## Goal of the exercise
Exactly as written, retype the listing below, omitting the pictures.

## Data extract
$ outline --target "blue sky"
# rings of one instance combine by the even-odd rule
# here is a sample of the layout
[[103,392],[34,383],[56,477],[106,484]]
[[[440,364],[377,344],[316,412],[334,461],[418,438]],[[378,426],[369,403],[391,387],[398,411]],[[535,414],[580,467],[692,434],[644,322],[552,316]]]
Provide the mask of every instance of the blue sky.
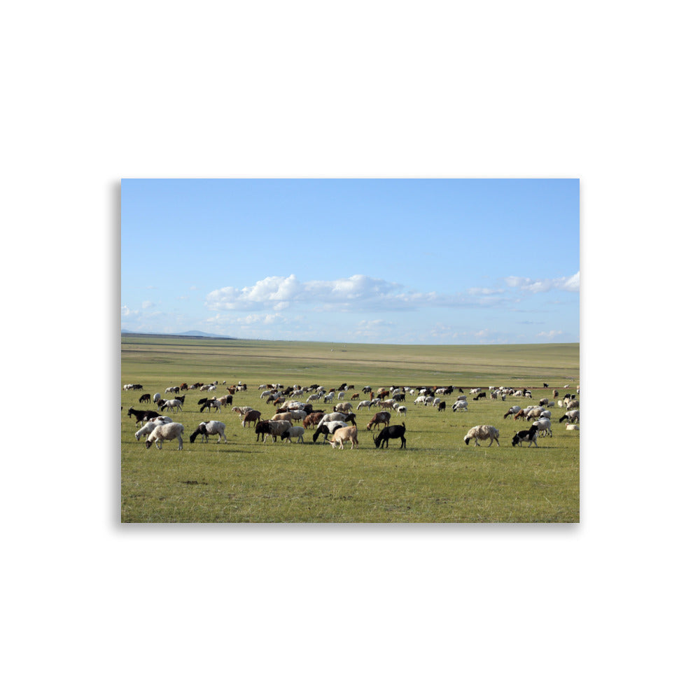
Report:
[[575,178],[122,179],[122,328],[577,342],[579,242]]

## Solution
$ outline --target "blue sky"
# rings of one instance combine by the even-odd rule
# here is a sample of the layout
[[103,392],[34,383],[56,477],[106,484]]
[[[440,364],[377,344],[316,412],[334,461],[418,438]],[[378,426],[369,403],[391,387],[398,411]],[[535,414],[580,467],[692,434],[644,322],[552,316]]]
Provide the mask of every instance of the blue sky.
Report:
[[575,178],[122,179],[122,328],[577,342],[579,242]]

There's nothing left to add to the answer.